• **Directions**: Word for word, repeat every record.

• **Region pointing data**:
BEGIN

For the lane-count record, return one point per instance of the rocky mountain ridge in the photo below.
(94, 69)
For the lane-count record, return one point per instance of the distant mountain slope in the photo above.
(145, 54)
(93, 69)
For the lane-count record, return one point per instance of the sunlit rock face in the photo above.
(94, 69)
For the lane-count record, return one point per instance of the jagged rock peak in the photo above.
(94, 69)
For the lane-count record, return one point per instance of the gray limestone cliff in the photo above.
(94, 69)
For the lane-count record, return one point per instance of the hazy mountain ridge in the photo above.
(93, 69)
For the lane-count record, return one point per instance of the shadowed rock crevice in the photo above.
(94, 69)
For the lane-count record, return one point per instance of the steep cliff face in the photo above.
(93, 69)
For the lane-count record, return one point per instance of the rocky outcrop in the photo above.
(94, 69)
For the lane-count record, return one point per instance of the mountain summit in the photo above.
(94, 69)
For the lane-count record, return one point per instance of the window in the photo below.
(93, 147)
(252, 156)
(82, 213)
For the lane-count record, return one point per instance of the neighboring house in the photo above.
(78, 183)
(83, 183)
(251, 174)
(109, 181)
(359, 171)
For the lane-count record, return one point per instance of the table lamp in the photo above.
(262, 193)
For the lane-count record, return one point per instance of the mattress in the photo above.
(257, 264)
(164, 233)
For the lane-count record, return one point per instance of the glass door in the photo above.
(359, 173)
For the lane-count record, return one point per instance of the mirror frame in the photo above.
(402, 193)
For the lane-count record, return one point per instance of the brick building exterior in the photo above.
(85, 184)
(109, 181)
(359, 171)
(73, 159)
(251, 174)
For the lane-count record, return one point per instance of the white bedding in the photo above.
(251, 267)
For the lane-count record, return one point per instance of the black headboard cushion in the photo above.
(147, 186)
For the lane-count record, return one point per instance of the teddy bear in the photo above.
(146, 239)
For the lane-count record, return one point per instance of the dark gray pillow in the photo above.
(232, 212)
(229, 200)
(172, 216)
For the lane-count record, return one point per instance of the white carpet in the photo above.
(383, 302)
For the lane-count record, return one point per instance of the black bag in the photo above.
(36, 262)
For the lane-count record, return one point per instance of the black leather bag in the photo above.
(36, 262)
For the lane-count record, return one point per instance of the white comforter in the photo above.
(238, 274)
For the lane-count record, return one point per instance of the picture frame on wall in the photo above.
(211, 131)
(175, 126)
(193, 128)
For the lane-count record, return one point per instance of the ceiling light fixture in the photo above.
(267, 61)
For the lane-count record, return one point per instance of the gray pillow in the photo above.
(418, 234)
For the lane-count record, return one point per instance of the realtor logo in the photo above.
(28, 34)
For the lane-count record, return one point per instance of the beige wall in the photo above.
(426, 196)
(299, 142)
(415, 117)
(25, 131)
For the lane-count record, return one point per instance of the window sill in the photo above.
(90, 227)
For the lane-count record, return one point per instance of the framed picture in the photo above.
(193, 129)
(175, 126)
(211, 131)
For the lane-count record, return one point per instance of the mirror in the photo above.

END

• **The answer**:
For the lane-count record, return one point per instance of the rocky mountain ridge in the photo below.
(94, 69)
For the lane-count record, return one point per instance of the distant mountain slope in the photo above.
(145, 54)
(93, 69)
For the lane-count record, return one point per instance of the sunlit rock face in the photo above.
(94, 69)
For the lane-count record, return one point per instance of the jagged rock peak in the photo above.
(94, 69)
For the lane-count record, return one point per instance of the gray limestone cliff in the photo above.
(94, 69)
For the lane-count record, return one point per instance of the hazy mountain ridge in the photo above.
(93, 69)
For the lane-count record, return one point per instance of the shadowed rock crevice in the photo above.
(94, 69)
For the lane-count record, return one point per instance of the steep cliff face in the photo above.
(93, 69)
For the lane-count record, return one point per instance of the rocky outcrop in the photo above.
(94, 69)
For the lane-count record, return one point per instance of the mountain summit in the photo above.
(94, 69)
For the lane-count record, return one point per instance of the window in the photo below.
(93, 147)
(252, 156)
(82, 213)
For the lane-count record, return one point per instance of the neighboring house in the photo above.
(78, 183)
(83, 183)
(251, 174)
(109, 181)
(359, 171)
For the lane-count record, return one point per instance of the table lamp in the photo above.
(262, 193)
For the lane-count record, return one point per instance of the mattress in the photo above.
(257, 264)
(164, 233)
For the lane-count record, return one point per instance of the glass door in the photo above.
(359, 173)
For the lane-count record, return one point per instance of the mirror frame in the photo above.
(402, 193)
For the lane-count record, return one point per instance of the brick building exterior in the photo above.
(85, 184)
(109, 181)
(359, 171)
(73, 159)
(251, 174)
For the lane-count record, return one point per instance of the white bedding in the photo above.
(251, 267)
For the lane-count record, return one point per instance of the black headboard cushion in the photo above.
(147, 186)
For the lane-count record, return one point per instance of the teddy bear in the photo above.
(146, 239)
For the lane-count record, return one point per instance of the dark gray pillow in the photo above.
(232, 212)
(229, 200)
(172, 216)
For the lane-count record, return one point per instance of the white carpet in the photo above.
(383, 302)
For the lane-count record, return one point per instance of the black bag in the photo above.
(36, 262)
For the lane-count record, return one point per instance of the black leather bag in the photo above.
(36, 262)
For the lane-count record, return one point per instance of the white comforter in the photo above.
(238, 274)
For the lane-count record, return one point per instance of the picture frame on wall in the photo above.
(211, 131)
(175, 126)
(193, 128)
For the lane-count record, return one point per instance of the ceiling light fixture in the photo above.
(267, 61)
For the lane-count record, return one point per instance of the gray pillow in the photo above.
(418, 234)
For the lane-count record, return one point per instance of the realtor logo in the photo above.
(28, 34)
For the lane-count record, return one point per instance of the beige wall in the photo above.
(426, 196)
(299, 142)
(415, 117)
(25, 131)
For the lane-count record, return one point per instance of the window sill in the photo above.
(90, 227)
For the lane-count record, return one point per instance of the framed picture in the photo above.
(193, 129)
(175, 126)
(211, 131)
For the lane-count record, return one point per instance of the mirror in the photo above.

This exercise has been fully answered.